**What to produce:** Copy the rows between the lines holding "Wildlife-survey input: mark every instance of the shirt cuff" and "point(370, 280)", inclusive, substituting "image" for "photo" and changing nothing else.

** Start Entries shown **

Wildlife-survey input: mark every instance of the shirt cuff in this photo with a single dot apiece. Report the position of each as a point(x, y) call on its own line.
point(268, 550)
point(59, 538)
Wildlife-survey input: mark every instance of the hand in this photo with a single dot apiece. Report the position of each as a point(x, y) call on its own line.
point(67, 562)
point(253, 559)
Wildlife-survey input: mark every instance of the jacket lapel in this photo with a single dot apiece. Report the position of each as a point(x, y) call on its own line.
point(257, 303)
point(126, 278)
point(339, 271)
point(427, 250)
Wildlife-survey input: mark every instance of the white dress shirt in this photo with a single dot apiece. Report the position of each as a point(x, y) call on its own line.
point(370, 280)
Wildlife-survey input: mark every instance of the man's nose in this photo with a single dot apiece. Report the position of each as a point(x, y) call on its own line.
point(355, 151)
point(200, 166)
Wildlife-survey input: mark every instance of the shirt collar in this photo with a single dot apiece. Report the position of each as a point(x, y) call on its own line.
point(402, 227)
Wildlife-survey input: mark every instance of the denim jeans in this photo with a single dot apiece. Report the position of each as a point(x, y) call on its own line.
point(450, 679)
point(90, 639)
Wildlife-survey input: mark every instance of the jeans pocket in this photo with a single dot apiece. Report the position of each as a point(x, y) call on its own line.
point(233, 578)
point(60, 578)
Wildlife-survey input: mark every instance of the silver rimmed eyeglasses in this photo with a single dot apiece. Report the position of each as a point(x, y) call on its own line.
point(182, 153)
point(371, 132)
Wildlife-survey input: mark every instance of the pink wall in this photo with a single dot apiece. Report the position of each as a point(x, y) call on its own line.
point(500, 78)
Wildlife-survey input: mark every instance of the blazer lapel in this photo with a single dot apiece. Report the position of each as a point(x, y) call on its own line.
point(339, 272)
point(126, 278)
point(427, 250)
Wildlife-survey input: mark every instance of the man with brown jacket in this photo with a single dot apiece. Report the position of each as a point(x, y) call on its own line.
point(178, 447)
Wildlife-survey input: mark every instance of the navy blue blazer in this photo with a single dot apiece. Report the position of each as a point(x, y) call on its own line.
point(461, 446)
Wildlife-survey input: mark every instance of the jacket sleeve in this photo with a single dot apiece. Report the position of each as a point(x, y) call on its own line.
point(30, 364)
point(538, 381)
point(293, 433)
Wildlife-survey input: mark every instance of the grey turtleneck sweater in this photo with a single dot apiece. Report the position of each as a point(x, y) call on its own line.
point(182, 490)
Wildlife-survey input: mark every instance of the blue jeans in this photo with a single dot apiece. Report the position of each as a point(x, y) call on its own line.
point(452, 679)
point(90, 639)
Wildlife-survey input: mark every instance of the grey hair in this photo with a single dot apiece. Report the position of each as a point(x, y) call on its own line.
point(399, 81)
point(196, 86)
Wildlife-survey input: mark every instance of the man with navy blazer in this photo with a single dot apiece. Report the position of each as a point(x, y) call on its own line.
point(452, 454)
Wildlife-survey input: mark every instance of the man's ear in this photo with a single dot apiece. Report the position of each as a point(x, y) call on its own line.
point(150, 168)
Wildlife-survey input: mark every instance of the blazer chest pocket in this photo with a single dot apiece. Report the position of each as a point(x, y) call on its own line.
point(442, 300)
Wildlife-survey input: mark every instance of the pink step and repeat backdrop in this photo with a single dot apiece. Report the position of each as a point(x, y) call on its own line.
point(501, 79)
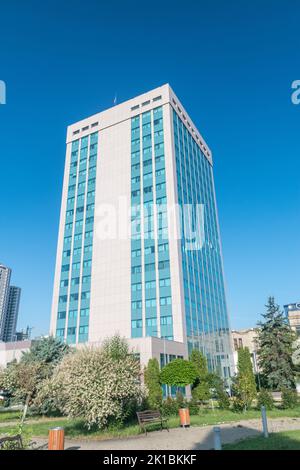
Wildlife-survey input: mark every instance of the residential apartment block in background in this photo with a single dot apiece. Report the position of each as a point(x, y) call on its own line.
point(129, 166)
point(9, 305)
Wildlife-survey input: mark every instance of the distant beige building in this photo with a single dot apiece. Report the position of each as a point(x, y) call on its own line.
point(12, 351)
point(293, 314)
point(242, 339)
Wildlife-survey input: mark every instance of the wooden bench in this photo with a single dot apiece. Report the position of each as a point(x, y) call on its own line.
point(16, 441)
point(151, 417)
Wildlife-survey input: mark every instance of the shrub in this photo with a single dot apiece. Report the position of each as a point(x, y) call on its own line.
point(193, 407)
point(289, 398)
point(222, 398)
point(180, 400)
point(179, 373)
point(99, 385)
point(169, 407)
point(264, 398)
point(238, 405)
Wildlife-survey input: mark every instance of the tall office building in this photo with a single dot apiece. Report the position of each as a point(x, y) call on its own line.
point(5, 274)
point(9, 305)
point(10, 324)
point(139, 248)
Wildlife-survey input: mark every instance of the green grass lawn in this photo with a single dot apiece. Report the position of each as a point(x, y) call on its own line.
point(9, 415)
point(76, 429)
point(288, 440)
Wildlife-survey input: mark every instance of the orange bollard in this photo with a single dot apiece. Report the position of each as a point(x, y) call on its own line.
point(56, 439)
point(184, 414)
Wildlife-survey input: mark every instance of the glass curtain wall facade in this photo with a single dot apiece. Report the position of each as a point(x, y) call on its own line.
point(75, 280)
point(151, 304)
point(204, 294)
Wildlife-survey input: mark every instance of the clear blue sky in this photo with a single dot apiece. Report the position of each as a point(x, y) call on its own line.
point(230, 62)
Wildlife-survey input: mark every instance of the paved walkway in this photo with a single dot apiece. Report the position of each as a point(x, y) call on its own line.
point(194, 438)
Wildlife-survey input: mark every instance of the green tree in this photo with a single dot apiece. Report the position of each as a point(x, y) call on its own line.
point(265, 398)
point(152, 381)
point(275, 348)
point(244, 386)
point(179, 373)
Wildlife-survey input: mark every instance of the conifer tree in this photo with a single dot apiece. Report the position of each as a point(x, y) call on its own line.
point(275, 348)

** End Entries shown **
** Start Entries shown **

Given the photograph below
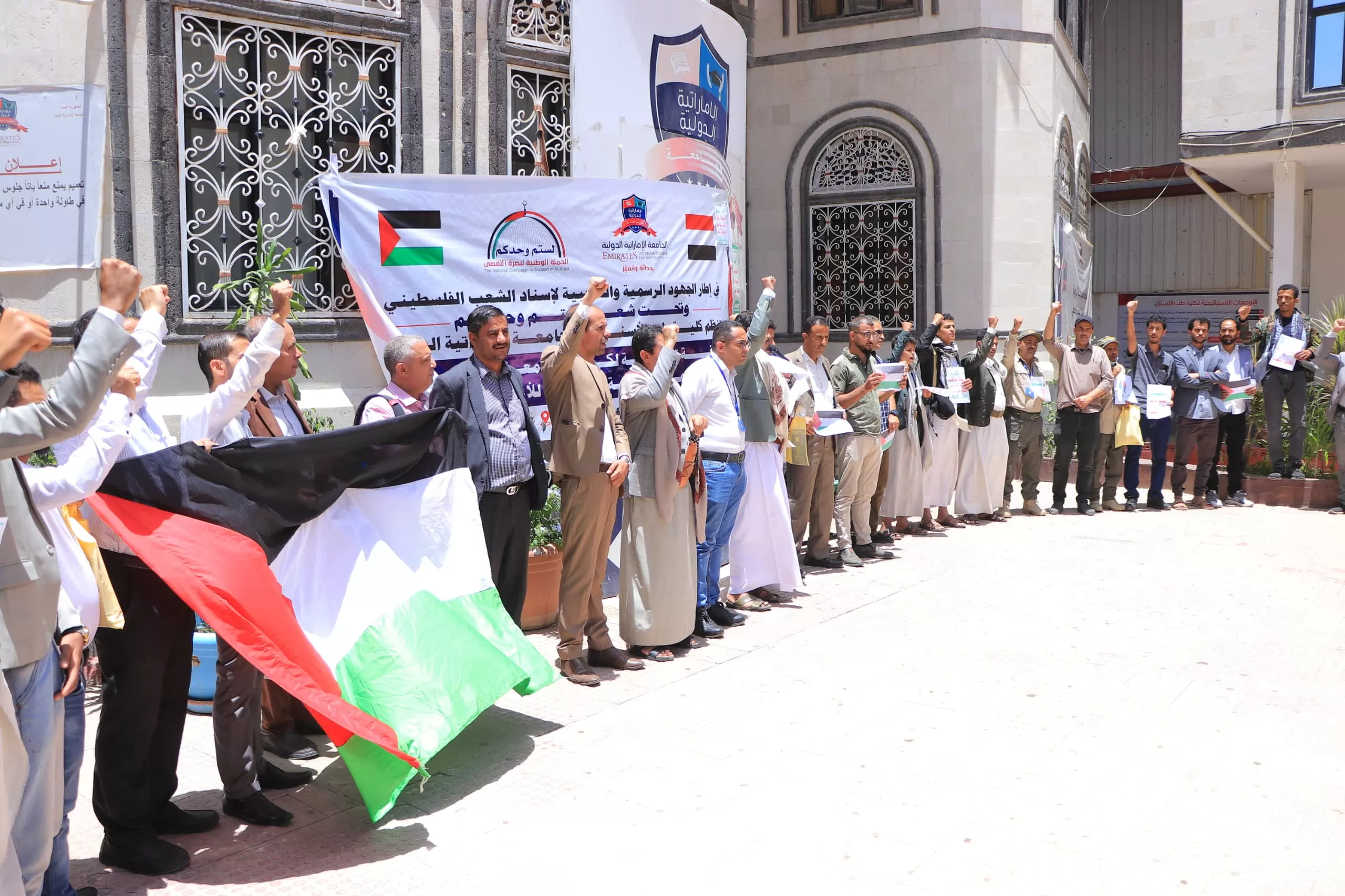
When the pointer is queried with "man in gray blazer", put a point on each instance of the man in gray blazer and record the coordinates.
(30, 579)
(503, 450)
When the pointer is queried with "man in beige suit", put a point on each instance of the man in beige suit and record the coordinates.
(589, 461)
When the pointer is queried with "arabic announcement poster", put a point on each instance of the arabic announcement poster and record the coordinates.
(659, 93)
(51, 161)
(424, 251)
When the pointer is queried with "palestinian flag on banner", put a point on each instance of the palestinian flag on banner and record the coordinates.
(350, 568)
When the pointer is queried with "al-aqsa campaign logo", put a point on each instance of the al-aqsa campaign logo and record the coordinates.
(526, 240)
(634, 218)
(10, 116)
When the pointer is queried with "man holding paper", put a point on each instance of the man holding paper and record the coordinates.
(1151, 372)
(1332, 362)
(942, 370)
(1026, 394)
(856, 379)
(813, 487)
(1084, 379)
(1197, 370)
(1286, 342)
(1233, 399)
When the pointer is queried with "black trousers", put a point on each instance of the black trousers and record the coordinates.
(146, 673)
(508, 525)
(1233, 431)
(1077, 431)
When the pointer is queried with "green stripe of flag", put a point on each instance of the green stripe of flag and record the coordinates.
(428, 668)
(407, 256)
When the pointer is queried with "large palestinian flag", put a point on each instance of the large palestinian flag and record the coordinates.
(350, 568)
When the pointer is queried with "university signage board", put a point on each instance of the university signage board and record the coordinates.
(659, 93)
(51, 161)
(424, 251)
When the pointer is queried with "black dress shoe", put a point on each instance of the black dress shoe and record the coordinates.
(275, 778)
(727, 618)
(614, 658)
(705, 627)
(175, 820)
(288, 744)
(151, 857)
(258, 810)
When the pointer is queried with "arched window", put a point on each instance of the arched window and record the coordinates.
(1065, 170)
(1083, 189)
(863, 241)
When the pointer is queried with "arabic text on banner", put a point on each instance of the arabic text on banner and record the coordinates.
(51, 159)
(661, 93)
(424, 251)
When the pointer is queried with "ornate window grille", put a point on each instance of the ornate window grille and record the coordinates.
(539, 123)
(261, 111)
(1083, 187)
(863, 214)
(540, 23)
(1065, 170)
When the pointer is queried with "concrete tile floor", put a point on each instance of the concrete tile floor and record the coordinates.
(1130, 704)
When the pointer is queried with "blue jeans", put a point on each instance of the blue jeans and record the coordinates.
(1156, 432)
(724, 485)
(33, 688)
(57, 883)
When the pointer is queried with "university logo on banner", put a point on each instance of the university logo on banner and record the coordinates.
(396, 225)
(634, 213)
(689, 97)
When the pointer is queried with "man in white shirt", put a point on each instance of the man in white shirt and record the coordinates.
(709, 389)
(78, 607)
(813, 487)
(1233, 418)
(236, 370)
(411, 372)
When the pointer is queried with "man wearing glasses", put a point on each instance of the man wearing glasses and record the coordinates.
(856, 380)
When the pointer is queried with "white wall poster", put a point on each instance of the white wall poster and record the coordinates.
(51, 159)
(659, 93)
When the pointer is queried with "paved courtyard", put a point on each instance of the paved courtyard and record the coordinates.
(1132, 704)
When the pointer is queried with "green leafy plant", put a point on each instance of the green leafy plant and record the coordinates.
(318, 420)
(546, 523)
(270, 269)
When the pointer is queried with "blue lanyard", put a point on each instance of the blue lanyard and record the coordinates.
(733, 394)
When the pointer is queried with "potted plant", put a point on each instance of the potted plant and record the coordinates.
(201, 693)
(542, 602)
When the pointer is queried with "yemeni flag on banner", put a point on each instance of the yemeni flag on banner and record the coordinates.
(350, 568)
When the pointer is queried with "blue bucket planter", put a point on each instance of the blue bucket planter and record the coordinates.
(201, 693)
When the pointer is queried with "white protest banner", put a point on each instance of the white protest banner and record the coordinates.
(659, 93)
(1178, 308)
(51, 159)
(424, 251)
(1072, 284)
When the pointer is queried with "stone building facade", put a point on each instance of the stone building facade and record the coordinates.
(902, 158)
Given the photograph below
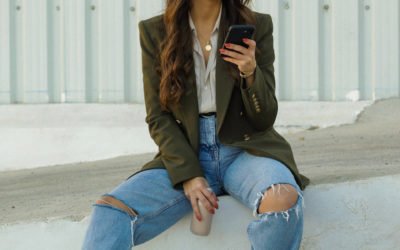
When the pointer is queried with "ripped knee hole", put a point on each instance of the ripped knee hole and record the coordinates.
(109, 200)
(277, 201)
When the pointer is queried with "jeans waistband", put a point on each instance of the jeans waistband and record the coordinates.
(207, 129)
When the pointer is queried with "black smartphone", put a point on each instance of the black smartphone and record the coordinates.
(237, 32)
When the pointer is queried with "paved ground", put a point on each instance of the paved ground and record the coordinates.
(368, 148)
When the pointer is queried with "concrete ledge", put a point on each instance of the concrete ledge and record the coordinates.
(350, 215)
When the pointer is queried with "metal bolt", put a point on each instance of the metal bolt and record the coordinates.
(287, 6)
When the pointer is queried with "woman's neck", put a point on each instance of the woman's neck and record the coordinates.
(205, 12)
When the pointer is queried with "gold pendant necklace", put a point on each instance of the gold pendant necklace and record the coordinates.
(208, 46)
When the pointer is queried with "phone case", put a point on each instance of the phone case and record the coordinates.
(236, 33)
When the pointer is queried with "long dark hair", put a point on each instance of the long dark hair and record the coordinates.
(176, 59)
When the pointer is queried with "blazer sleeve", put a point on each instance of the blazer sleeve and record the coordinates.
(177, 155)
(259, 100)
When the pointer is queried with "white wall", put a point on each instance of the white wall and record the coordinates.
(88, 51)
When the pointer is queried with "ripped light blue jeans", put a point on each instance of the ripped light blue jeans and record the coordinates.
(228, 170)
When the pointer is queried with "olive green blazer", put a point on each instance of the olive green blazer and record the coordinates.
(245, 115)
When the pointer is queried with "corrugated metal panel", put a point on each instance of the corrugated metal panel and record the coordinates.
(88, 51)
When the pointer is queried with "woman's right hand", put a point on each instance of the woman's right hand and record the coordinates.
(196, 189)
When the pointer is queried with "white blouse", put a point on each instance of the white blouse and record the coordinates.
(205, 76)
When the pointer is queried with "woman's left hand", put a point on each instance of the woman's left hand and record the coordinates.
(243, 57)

** End Entries shown **
** Start Entries shown **

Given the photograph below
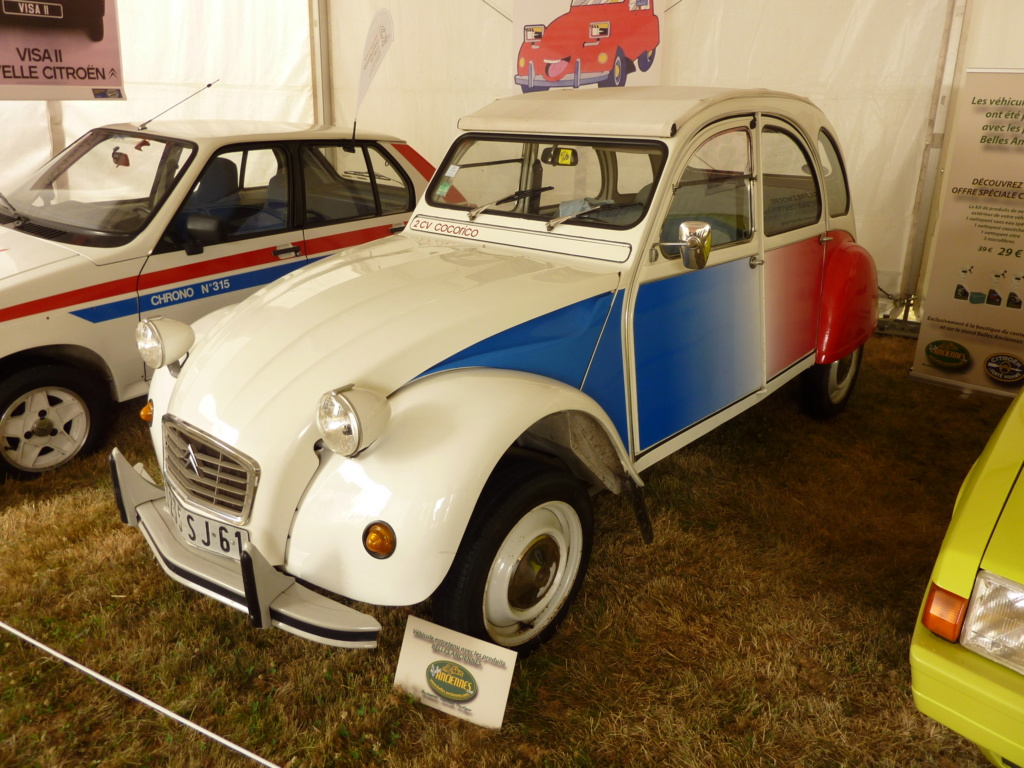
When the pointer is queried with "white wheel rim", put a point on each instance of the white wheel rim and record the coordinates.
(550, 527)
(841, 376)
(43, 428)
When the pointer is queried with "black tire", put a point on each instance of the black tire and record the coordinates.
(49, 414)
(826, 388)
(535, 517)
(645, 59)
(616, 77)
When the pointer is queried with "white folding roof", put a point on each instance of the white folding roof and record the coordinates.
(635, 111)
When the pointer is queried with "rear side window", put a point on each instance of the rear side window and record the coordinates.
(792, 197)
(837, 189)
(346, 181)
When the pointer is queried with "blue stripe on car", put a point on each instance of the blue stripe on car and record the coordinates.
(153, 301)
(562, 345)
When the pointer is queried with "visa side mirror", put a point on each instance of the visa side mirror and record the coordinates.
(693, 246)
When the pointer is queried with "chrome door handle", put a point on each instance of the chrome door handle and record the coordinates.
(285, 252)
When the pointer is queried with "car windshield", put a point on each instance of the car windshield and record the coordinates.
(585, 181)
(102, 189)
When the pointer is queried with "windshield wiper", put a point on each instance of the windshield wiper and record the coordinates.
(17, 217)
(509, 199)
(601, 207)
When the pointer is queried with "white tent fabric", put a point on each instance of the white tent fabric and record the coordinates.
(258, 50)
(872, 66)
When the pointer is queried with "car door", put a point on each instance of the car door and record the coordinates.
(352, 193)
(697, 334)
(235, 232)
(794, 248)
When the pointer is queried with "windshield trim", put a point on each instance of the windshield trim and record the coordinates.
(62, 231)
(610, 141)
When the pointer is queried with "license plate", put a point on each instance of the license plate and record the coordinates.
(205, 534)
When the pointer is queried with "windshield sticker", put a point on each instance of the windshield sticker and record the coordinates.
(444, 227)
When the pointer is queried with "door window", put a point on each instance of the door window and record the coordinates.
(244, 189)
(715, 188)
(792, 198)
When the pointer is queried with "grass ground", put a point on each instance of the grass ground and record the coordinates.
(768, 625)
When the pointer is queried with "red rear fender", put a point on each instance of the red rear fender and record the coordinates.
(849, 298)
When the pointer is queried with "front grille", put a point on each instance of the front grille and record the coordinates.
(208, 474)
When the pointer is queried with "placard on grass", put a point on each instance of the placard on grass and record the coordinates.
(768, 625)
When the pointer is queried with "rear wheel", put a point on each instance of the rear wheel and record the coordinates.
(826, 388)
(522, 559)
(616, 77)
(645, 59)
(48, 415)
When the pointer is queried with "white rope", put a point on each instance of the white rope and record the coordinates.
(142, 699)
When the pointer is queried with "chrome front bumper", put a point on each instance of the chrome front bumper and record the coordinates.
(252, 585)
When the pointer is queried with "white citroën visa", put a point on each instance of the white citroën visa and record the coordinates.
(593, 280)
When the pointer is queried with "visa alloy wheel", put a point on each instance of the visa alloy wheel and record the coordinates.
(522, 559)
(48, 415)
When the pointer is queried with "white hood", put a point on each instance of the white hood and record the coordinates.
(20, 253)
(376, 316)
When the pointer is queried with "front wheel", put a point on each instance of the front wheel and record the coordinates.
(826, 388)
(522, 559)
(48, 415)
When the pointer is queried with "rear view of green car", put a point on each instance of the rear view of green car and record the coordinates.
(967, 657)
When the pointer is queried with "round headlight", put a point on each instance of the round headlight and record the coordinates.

** End Entries shown **

**Result of the task:**
Wildlife-survey input: mark every instance of the shirt cuff in this image with a single dot apiece. Report the position of each as a point(x, y) call on its own line.
point(268, 550)
point(59, 538)
Wildlife-survey input: mark every instance of the hand in this image with a single dot apiece. Report the position of each as a point(x, y) call on its own line.
point(67, 562)
point(253, 559)
Wildlife-survey input: mark every instance of the jacket lapel in this image with a single dot apiece. Report the position of each as a point(x, y) call on its own line.
point(257, 303)
point(126, 278)
point(339, 271)
point(427, 250)
Wildlife-survey input: mark every instance of the white dress shirt in this image with a single dot apiece. Report the position of each as a point(x, y) call on its own line.
point(370, 280)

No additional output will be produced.